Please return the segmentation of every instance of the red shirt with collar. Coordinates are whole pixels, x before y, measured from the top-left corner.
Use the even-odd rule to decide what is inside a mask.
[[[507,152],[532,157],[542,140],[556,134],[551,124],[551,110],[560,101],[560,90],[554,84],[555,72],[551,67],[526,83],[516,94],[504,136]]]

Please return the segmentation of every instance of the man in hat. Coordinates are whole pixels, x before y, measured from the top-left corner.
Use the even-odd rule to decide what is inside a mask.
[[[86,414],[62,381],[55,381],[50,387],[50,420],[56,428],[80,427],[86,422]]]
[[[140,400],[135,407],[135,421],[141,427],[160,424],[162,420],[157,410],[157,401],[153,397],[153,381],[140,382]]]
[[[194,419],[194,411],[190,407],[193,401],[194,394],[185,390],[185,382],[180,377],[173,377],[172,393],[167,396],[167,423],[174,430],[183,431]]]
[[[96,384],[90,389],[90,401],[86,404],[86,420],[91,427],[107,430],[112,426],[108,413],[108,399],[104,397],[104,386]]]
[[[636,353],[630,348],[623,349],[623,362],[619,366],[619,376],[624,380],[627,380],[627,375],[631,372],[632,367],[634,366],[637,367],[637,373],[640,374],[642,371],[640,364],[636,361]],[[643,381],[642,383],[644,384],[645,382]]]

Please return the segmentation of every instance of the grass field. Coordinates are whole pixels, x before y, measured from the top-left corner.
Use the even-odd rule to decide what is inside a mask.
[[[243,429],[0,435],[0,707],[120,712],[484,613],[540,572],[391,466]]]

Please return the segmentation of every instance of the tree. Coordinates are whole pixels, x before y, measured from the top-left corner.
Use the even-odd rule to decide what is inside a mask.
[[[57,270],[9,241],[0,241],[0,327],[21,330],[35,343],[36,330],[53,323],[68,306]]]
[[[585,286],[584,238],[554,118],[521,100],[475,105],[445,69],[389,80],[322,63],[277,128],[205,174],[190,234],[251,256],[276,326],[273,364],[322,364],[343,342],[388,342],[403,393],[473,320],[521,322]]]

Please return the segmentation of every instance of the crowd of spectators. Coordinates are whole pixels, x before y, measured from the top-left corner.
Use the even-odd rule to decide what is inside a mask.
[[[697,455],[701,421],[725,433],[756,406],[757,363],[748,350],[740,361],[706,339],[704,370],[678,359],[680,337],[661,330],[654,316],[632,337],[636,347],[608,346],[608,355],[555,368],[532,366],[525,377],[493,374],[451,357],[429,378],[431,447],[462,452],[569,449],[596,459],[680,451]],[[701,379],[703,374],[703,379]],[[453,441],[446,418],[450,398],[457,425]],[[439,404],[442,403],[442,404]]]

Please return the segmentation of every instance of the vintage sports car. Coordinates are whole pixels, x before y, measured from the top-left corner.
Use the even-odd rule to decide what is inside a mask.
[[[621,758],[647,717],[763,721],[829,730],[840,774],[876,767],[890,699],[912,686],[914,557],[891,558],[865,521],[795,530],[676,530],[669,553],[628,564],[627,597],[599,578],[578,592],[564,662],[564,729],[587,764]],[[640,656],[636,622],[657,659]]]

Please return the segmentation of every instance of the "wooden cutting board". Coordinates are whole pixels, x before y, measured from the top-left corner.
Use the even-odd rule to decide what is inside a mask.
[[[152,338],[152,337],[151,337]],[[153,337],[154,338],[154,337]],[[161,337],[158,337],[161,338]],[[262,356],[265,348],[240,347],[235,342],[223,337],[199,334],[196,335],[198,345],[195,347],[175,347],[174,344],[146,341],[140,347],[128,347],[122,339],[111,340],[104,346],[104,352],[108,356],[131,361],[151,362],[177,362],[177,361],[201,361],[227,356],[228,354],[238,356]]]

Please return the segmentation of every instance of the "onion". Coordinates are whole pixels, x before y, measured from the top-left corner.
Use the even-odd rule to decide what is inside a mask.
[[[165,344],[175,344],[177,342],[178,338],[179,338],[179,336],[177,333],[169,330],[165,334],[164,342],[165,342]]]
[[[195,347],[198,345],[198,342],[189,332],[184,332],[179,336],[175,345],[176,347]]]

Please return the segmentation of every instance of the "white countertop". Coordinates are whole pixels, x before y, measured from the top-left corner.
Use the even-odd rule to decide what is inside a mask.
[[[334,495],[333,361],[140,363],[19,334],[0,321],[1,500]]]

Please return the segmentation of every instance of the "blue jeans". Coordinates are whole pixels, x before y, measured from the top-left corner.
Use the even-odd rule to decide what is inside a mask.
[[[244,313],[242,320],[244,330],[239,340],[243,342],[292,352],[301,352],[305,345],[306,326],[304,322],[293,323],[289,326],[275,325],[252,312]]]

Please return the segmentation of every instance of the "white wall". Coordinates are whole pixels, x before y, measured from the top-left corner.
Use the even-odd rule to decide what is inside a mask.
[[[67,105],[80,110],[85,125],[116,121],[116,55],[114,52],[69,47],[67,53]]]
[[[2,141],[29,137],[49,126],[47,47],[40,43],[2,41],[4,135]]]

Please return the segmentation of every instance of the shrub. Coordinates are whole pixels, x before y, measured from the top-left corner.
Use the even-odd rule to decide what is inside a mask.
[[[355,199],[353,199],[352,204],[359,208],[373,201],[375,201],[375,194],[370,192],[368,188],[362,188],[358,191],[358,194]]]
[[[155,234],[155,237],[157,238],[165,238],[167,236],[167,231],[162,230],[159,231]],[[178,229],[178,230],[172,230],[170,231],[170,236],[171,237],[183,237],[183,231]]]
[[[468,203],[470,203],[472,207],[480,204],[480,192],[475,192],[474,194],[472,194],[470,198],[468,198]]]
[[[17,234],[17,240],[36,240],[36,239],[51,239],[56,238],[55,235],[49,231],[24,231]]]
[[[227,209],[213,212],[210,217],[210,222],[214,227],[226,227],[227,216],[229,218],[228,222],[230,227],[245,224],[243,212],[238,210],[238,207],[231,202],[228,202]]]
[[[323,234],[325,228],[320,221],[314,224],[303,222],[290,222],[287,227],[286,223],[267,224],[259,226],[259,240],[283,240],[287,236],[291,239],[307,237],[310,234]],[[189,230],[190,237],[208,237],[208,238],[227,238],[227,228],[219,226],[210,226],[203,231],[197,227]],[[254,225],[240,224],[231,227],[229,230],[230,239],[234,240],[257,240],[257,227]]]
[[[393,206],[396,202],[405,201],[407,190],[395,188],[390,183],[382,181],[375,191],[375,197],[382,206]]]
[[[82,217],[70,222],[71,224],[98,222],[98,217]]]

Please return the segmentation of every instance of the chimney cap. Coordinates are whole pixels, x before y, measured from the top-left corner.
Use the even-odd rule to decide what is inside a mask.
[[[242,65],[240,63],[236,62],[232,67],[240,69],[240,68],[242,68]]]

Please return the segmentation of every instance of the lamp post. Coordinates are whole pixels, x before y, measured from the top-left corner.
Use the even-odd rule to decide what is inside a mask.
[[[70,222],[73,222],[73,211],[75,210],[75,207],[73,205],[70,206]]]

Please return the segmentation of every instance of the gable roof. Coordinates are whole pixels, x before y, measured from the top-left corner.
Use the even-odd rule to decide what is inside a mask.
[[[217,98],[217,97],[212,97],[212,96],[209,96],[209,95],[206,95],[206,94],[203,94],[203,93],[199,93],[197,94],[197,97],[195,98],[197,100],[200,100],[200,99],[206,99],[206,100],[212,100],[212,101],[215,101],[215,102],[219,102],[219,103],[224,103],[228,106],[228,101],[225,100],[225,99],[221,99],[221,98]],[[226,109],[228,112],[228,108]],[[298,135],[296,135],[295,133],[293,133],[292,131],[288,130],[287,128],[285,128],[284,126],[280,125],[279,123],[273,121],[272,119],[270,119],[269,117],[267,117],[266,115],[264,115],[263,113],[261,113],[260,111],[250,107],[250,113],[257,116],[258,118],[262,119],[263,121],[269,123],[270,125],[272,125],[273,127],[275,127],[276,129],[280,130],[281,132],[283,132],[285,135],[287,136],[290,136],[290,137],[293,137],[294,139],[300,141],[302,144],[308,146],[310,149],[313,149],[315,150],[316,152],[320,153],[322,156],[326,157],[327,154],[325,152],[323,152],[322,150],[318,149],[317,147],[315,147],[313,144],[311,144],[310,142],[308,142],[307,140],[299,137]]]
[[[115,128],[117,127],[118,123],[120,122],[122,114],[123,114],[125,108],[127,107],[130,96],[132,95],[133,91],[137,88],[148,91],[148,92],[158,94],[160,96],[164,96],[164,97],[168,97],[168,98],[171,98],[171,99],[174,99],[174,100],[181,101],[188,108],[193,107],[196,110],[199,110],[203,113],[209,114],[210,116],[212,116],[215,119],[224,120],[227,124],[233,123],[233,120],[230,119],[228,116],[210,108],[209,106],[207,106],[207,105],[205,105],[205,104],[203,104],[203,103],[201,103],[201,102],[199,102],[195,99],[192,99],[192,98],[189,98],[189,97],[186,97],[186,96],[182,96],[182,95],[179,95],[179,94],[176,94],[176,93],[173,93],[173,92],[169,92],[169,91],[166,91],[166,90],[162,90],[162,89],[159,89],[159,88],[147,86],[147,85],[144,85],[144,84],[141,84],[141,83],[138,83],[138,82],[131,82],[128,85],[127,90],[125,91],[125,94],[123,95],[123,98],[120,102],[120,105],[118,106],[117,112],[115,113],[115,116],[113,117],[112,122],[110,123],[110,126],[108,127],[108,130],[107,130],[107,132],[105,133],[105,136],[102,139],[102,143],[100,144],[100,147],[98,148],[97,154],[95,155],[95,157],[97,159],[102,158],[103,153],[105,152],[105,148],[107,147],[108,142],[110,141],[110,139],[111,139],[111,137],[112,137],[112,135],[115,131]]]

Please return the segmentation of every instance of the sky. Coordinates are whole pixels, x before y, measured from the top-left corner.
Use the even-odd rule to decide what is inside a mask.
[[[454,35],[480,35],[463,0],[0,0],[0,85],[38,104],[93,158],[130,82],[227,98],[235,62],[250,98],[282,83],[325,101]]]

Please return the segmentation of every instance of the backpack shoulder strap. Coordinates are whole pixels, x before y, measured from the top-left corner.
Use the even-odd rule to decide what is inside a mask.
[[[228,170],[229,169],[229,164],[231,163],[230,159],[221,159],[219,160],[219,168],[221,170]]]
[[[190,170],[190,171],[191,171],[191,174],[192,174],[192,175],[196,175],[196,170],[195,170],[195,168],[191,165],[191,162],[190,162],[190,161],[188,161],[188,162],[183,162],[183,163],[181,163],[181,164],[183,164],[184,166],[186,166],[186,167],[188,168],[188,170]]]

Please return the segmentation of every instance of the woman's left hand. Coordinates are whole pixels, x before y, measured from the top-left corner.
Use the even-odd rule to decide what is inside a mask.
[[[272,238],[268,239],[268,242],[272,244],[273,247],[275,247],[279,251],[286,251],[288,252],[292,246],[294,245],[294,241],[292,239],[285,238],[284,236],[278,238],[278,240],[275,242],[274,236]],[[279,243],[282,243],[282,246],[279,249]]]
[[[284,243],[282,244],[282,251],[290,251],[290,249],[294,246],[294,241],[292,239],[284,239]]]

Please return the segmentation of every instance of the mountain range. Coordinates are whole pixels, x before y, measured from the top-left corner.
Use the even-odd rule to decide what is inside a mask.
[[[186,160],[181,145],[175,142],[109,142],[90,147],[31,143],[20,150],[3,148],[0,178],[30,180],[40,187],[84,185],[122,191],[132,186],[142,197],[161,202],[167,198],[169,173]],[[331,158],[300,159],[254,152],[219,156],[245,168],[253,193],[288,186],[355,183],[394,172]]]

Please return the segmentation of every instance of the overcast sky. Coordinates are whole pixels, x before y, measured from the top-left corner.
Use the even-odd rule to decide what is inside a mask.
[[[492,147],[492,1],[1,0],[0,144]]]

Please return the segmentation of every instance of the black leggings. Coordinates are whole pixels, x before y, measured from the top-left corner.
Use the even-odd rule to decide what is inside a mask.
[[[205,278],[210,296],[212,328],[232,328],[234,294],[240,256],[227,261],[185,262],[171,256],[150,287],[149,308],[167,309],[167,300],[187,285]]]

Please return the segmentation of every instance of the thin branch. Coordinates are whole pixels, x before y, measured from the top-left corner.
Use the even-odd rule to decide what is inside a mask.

- [Action item]:
Copy out the lines above that hold the string "white".

- [Exercise output]:
Please return the segmentation of every instance of the "white countertop". Coordinates are whole pixels, x before y, measured from the top-left corner.
Please return the segmentation of every instance of the "white wall". Coordinates are whole pixels, x before y, measured from the top-left corner.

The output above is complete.